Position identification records
● ● ●
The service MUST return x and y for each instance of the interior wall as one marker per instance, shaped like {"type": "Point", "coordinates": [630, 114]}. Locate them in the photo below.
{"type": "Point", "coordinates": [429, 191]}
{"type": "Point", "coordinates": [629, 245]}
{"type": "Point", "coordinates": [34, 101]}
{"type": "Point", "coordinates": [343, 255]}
● ● ●
Problem details
Reproduce the data above word for word.

Answer to this problem
The service MUST return x and y for each instance of the interior wall as one marker per instance, shaped like {"type": "Point", "coordinates": [630, 114]}. Locate them in the photo below.
{"type": "Point", "coordinates": [429, 191]}
{"type": "Point", "coordinates": [629, 245]}
{"type": "Point", "coordinates": [34, 101]}
{"type": "Point", "coordinates": [343, 255]}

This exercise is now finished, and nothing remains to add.